→ **Task input**
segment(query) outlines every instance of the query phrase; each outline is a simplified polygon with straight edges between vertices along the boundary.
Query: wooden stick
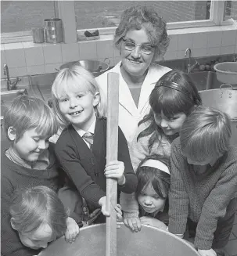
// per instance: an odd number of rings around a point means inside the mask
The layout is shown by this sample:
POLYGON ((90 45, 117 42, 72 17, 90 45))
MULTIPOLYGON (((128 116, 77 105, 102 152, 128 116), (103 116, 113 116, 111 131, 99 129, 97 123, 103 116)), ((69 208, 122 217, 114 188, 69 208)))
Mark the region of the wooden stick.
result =
MULTIPOLYGON (((118 110, 119 110, 119 74, 110 72, 107 74, 107 138, 106 163, 117 160, 118 147, 118 110)), ((106 256, 117 255, 117 182, 106 180, 107 211, 106 256)))

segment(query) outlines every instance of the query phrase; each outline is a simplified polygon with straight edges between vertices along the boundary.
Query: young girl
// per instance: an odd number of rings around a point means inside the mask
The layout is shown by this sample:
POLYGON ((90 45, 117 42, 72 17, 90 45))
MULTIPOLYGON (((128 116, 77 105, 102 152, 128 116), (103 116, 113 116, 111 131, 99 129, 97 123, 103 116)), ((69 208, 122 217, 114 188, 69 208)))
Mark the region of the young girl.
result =
MULTIPOLYGON (((41 99, 20 96, 4 116, 10 142, 1 157, 1 239, 3 255, 32 256, 10 225, 9 205, 15 190, 45 186, 57 192, 63 186, 53 145, 48 138, 57 132, 55 114, 41 99)), ((75 225, 74 219, 69 218, 75 225)))
MULTIPOLYGON (((74 240, 78 225, 67 223, 68 215, 57 194, 47 186, 16 191, 10 205, 11 225, 27 247, 38 250, 65 234, 74 240)), ((34 252, 35 254, 35 252, 34 252)))
POLYGON ((202 256, 223 256, 237 206, 237 150, 228 115, 199 107, 172 143, 169 231, 188 223, 202 256))
MULTIPOLYGON (((138 124, 130 148, 134 170, 142 160, 153 153, 170 157, 171 145, 178 136, 186 117, 201 104, 198 90, 187 74, 179 70, 166 73, 156 82, 149 96, 151 110, 138 124)), ((141 229, 138 204, 135 195, 121 193, 124 224, 135 231, 141 229)))
POLYGON ((169 160, 160 155, 145 157, 138 168, 137 176, 135 197, 139 204, 141 223, 167 230, 171 182, 169 160))
POLYGON ((116 178, 119 190, 126 193, 137 186, 126 139, 119 128, 118 160, 106 164, 103 96, 94 77, 82 67, 60 70, 52 92, 56 115, 66 126, 56 144, 56 157, 88 211, 101 207, 107 216, 106 178, 116 178))

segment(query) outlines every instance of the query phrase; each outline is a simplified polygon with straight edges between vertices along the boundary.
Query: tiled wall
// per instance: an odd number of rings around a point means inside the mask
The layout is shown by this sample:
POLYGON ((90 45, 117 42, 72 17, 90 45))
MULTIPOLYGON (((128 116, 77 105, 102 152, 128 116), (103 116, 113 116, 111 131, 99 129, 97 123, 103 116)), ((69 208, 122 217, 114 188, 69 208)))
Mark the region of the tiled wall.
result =
MULTIPOLYGON (((217 27, 169 31, 171 43, 165 59, 185 57, 187 48, 193 57, 237 54, 236 24, 228 28, 217 27)), ((109 58, 110 66, 120 60, 120 54, 113 45, 112 35, 103 35, 97 41, 79 41, 73 44, 34 44, 22 42, 1 45, 1 76, 2 67, 7 63, 11 77, 27 74, 54 73, 63 63, 79 59, 109 58)))

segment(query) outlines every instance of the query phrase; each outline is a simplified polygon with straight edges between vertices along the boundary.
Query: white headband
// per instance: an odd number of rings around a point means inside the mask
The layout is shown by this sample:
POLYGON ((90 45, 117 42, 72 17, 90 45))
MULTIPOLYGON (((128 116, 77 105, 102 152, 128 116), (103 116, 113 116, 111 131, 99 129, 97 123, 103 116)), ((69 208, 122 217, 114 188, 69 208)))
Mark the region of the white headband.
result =
POLYGON ((160 171, 163 171, 171 175, 170 170, 167 168, 167 166, 165 165, 163 163, 160 162, 159 160, 149 159, 145 163, 143 163, 141 165, 141 167, 142 166, 153 167, 154 168, 159 169, 160 171))

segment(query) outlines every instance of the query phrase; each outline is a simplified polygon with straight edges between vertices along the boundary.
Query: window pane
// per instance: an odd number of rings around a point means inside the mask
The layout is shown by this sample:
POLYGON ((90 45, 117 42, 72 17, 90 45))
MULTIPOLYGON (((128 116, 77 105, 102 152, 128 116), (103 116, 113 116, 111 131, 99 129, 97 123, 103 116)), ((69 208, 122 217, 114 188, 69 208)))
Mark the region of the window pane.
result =
POLYGON ((2 33, 31 31, 54 17, 54 1, 1 1, 2 33))
POLYGON ((224 20, 237 19, 237 1, 225 1, 224 20))
POLYGON ((167 22, 209 20, 210 1, 75 1, 77 29, 116 27, 131 5, 153 6, 167 22))

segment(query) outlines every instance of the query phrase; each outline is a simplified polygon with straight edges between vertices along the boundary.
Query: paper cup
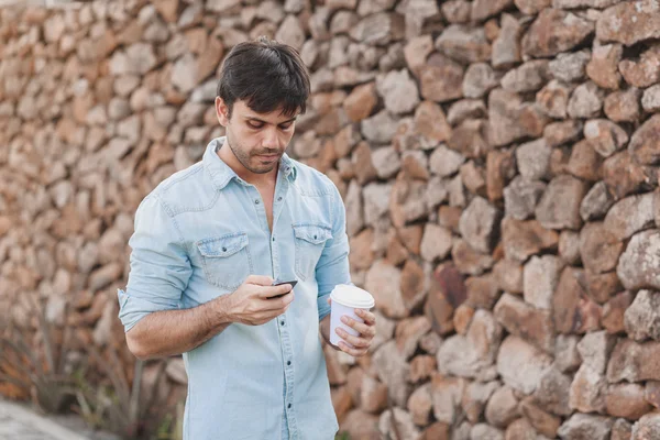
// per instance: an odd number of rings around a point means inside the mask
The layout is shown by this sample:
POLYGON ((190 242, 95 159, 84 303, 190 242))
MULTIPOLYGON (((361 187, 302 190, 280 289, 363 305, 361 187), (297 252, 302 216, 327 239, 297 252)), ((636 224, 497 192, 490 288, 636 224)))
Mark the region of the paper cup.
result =
MULTIPOLYGON (((348 284, 338 284, 330 294, 330 299, 332 300, 330 306, 330 343, 332 345, 339 345, 339 341, 342 341, 343 339, 337 334, 336 329, 338 327, 344 329, 346 333, 354 337, 360 334, 355 329, 343 323, 341 317, 346 315, 358 322, 364 322, 362 318, 355 315, 355 309, 369 310, 374 307, 375 301, 374 297, 369 292, 348 284)), ((346 341, 344 342, 353 348, 353 345, 346 341)))

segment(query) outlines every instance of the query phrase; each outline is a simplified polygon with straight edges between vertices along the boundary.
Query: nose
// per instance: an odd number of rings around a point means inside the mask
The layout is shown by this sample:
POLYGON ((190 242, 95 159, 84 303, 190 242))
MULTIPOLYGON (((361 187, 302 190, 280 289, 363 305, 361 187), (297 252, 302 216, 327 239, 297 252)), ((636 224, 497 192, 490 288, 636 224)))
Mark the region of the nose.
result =
POLYGON ((264 138, 262 140, 262 146, 268 150, 279 148, 279 136, 277 135, 276 129, 268 129, 264 131, 264 138))

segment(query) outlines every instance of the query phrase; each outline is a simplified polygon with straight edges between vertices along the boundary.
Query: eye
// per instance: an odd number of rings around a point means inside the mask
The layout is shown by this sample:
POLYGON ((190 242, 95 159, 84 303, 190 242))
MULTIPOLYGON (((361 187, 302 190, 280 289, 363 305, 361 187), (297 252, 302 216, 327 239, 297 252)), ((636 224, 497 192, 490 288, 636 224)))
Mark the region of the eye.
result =
POLYGON ((288 130, 288 129, 292 128, 293 124, 294 124, 293 122, 287 122, 285 124, 279 125, 279 129, 280 130, 288 130))

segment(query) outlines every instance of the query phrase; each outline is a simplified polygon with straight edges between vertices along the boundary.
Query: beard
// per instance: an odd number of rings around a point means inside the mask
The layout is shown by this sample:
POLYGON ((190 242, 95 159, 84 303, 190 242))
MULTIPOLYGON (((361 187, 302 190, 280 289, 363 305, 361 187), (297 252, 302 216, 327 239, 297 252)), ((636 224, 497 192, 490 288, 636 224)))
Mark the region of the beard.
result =
POLYGON ((255 152, 248 152, 245 148, 241 147, 238 143, 235 143, 233 140, 229 139, 229 133, 227 133, 227 139, 224 140, 224 142, 227 142, 227 145, 229 145, 229 148, 231 150, 231 152, 233 153, 233 155, 235 156, 235 158, 241 163, 241 165, 243 165, 243 167, 245 167, 245 169, 248 169, 251 173, 254 174, 266 174, 272 172, 278 164, 279 164, 279 157, 282 157, 282 155, 284 154, 284 152, 278 152, 278 151, 274 151, 274 150, 262 150, 262 151, 255 151, 255 152), (264 163, 258 155, 274 155, 277 154, 277 161, 273 161, 271 163, 264 163))

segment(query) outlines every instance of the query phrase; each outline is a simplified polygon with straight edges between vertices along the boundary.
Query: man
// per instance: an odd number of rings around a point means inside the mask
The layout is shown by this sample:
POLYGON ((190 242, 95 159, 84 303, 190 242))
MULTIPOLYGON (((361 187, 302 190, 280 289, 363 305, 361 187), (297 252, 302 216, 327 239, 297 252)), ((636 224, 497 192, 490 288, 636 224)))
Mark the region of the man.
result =
MULTIPOLYGON (((345 211, 330 179, 284 153, 308 96, 295 50, 235 46, 216 98, 227 136, 135 215, 119 315, 138 358, 184 353, 187 440, 330 440, 338 430, 318 329, 328 341, 329 294, 350 283, 345 211)), ((338 330, 353 348, 336 348, 353 356, 375 334, 374 315, 358 315, 364 323, 348 323, 359 337, 338 330)))

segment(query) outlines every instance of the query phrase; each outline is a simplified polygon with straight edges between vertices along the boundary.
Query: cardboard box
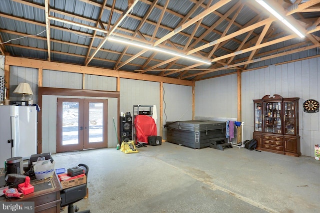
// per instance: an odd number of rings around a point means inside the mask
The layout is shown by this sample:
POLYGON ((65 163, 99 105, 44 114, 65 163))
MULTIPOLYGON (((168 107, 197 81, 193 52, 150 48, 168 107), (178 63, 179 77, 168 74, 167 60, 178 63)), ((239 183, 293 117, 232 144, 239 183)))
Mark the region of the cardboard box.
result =
POLYGON ((70 187, 86 183, 86 176, 84 175, 80 177, 78 177, 78 178, 62 181, 60 182, 61 183, 62 189, 70 188, 70 187))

→ **What is needed**
Select every line of the records that contains the string "stick", copying each one in full.

→ **The output**
Query: wooden stick
Mark the region of the wooden stick.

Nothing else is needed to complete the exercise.